What is expected:
Copy the records below line for line, leaving out the pictures.

[Raw records]
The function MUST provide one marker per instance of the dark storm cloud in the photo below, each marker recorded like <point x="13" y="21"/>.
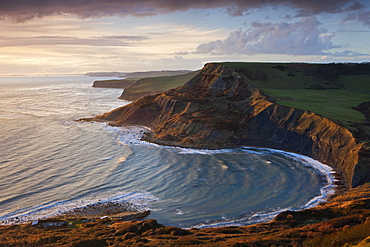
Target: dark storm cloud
<point x="65" y="40"/>
<point x="22" y="10"/>
<point x="299" y="38"/>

Written solution:
The function MUST provide one marker per instance of the dark storm cloud in the photo below, each marker recorded like <point x="13" y="21"/>.
Target: dark storm cloud
<point x="65" y="40"/>
<point x="22" y="10"/>
<point x="299" y="38"/>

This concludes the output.